• To do
1 - In the eggplant recipe comments, what did one commenter add to the eggplant mix?
2 - Print everything in the eggplant recipe comments from "I made these" down to "That sounds delicious!".

• Source passage

I made these last weekend and they were fantastic and delicious!! Thanks so much for sharing. However, i found that it took quite a bit longer to make than the 2 hours you mention, I had to bake them for quite a bit longer and had a lot of trouble making the balls, as the mix stuck to my hand way too much. But I did manage to make them using to spoons instead of my hands, and they turned out great.
Thanks for the feedback regarding timing Marco! I may need to adjust that slightly. Happy to hear that they turned out well!
These turned out beautifully. I added a tin of anchovies to the eggplant mix and omitted the stock. SO GOOD! Held together wonderfully.
Love the idea of adding anchovies! That sounds delicious!
I’m not an eggplant fan but I picked one up at the farmers market last week to give it another shot. These are a game changer. I don’t know if it’s because of the cooking method or what but the spongy texture and bitter taste that I hate was completely gone. Instead I had a fluffy sweet ball of goodness. Thanks!

• Dataset rows
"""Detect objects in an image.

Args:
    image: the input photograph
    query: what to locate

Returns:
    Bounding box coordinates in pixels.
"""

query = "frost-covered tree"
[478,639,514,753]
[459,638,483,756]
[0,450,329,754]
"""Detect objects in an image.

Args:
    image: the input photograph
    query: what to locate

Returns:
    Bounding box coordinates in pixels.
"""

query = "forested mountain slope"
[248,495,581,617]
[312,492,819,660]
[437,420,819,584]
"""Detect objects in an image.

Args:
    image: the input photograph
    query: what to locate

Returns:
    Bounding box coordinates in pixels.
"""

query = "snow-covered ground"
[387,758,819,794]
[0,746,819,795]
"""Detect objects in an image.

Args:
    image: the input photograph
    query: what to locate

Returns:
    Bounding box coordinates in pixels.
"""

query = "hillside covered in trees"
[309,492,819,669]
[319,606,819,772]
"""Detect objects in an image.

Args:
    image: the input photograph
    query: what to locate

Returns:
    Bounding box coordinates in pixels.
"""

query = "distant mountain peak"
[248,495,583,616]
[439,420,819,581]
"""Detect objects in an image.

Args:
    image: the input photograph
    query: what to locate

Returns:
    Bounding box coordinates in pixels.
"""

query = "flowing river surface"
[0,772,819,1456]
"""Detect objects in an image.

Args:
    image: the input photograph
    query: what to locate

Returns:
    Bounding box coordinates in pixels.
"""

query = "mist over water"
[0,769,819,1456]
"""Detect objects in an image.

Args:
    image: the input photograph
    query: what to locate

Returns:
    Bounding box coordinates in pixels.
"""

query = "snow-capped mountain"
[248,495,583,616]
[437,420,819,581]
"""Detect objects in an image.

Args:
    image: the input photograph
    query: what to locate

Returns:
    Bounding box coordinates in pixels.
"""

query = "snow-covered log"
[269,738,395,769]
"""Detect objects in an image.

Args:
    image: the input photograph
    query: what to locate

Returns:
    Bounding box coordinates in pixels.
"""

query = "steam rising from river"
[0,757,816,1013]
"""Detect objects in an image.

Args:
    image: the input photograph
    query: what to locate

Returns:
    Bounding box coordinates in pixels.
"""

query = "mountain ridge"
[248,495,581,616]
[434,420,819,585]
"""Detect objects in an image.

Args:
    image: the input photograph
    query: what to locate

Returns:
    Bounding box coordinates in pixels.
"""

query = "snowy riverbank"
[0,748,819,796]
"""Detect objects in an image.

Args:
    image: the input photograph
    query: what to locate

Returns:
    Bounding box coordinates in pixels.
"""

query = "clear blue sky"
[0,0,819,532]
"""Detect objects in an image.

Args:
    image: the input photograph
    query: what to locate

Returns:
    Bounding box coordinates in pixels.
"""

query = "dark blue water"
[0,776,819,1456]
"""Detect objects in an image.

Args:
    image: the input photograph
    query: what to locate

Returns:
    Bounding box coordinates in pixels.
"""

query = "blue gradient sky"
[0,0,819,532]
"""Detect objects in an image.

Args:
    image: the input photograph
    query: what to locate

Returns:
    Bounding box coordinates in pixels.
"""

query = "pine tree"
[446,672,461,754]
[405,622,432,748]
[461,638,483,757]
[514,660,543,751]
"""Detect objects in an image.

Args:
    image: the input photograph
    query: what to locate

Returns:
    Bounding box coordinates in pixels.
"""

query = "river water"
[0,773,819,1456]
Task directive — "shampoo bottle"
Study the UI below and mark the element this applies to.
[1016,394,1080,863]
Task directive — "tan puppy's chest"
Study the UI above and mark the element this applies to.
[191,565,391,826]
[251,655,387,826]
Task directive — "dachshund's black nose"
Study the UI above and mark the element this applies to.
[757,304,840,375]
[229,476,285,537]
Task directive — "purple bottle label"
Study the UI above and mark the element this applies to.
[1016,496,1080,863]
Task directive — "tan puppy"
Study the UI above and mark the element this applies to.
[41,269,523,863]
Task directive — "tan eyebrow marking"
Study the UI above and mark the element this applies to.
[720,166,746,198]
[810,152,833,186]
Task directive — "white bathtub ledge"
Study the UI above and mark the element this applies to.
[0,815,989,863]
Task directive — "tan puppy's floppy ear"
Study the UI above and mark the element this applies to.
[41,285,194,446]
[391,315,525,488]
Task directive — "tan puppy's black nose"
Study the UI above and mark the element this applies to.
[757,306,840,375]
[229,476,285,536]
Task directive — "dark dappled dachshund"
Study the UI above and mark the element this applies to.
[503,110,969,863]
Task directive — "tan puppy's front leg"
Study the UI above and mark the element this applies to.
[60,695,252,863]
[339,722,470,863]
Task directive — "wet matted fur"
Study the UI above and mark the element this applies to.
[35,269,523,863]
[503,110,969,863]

• Written answers
1 - A tin of anchovies.

2 -
I made these last weekend and they were fantastic and delicious!! Thanks so much for sharing. However, i found that it took quite a bit longer to make than the 2 hours you mention, I had to bake them for quite a bit longer and had a lot of trouble making the balls, as the mix stuck to my hand way too much. But I did manage to make them using to spoons instead of my hands, and they turned out great.
Thanks for the feedback regarding timing Marco! I may need to adjust that slightly. Happy to hear that they turned out well!
These turned out beautifully. I added a tin of anchovies to the eggplant mix and omitted the stock. SO GOOD! Held together wonderfully.
Love the idea of adding anchovies! That sounds delicious!